Convert the stretch of lines from the start of the records through the line containing "98 L 70 126" into a Markdown table with the columns Row and Line, numbering each row and leaving out any blank lines.

--- Begin ---

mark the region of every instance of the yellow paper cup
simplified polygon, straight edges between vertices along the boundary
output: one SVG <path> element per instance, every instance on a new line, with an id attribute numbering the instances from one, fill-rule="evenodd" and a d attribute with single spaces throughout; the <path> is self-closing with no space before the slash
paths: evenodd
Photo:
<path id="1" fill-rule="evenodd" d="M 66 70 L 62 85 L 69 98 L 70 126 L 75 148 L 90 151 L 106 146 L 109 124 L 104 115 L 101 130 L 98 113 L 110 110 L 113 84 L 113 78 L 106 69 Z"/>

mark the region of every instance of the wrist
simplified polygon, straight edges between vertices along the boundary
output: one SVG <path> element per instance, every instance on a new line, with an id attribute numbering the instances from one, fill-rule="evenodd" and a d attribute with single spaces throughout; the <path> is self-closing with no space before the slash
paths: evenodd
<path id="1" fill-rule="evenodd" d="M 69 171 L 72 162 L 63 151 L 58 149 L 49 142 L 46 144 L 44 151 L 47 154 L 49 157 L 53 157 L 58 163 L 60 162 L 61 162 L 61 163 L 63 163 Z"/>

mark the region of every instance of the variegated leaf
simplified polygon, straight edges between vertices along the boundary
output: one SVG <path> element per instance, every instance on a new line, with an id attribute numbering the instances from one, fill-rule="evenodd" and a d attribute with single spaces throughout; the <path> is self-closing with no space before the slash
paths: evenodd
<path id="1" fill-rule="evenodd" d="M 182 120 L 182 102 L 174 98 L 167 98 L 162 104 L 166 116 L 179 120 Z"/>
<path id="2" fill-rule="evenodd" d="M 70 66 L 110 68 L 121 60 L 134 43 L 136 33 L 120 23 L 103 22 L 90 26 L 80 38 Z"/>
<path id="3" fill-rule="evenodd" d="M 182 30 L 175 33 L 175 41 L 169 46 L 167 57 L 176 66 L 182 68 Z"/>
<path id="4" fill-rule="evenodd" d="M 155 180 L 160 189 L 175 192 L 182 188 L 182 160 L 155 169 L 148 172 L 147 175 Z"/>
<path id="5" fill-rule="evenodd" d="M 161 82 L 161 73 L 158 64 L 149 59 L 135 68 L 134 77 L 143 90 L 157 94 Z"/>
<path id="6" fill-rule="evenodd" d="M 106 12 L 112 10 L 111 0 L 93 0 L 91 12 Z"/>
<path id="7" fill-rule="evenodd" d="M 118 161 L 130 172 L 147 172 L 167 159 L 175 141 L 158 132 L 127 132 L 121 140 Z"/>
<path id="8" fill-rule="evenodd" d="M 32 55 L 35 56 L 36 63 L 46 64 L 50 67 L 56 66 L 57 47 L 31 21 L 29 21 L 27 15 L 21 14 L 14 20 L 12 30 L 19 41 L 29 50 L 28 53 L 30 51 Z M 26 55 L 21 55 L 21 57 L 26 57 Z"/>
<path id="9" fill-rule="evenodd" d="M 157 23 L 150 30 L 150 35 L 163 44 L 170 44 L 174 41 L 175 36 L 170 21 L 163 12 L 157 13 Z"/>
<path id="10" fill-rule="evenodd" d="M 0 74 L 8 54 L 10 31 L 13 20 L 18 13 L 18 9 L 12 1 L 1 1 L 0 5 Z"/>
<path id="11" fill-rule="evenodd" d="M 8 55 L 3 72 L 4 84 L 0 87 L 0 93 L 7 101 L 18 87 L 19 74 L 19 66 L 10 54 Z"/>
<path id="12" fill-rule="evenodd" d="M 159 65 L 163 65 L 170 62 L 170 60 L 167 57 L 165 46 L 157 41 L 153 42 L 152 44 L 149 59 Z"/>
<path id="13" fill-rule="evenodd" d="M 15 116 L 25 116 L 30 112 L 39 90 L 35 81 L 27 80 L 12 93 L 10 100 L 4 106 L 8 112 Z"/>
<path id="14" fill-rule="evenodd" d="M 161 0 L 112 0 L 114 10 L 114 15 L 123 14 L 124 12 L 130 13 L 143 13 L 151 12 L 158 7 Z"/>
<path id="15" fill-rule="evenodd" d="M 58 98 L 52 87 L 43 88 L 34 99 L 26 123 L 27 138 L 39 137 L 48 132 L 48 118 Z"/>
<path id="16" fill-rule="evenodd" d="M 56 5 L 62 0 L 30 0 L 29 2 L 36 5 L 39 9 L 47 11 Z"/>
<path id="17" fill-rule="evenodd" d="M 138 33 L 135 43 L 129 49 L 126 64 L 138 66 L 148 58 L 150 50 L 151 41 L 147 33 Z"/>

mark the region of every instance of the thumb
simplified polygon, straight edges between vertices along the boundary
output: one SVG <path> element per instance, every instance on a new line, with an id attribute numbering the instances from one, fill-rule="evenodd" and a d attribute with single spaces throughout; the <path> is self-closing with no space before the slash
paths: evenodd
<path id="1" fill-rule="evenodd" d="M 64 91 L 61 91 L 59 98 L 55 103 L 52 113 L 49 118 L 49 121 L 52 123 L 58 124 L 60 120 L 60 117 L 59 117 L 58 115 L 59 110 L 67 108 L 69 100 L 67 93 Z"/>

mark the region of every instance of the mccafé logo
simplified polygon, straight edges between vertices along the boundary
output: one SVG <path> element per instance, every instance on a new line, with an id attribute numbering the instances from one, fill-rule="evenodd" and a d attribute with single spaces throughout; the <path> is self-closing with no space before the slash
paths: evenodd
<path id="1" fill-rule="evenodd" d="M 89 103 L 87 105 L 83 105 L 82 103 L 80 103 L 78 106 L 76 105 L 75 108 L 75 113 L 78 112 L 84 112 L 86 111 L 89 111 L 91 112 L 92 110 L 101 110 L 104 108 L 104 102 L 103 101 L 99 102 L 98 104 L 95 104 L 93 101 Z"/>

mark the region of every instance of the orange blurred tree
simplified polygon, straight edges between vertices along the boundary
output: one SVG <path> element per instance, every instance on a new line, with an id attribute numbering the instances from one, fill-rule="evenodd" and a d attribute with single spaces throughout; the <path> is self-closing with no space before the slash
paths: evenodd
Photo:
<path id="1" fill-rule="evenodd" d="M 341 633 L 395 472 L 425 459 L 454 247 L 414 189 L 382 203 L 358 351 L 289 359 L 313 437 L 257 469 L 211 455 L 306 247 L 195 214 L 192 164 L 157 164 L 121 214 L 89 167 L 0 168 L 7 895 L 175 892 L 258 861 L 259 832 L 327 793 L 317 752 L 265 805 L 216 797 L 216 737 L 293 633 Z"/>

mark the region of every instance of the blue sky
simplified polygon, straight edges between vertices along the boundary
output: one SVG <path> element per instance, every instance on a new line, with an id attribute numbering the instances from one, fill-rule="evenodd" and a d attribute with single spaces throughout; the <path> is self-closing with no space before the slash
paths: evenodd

--- End ---

■ **FINISHED EXERCISE**:
| Row | Line |
|---|---|
| 1 | mark the region of every instance of the yellow paper cup |
| 2 | simplified polygon, straight edges between vertices along the boundary |
| 3 | output: one SVG <path> element per instance, every instance on a new line, with an id attribute numbering the instances from one, fill-rule="evenodd" and a d attribute with single spaces throughout; the <path> is self-closing with no space before the slash |
| 4 | paths: evenodd |
| 5 | Photo: |
| 6 | <path id="1" fill-rule="evenodd" d="M 66 70 L 62 85 L 69 98 L 70 126 L 75 148 L 90 151 L 106 146 L 109 124 L 104 115 L 101 130 L 98 113 L 110 110 L 113 84 L 113 78 L 106 69 Z"/> |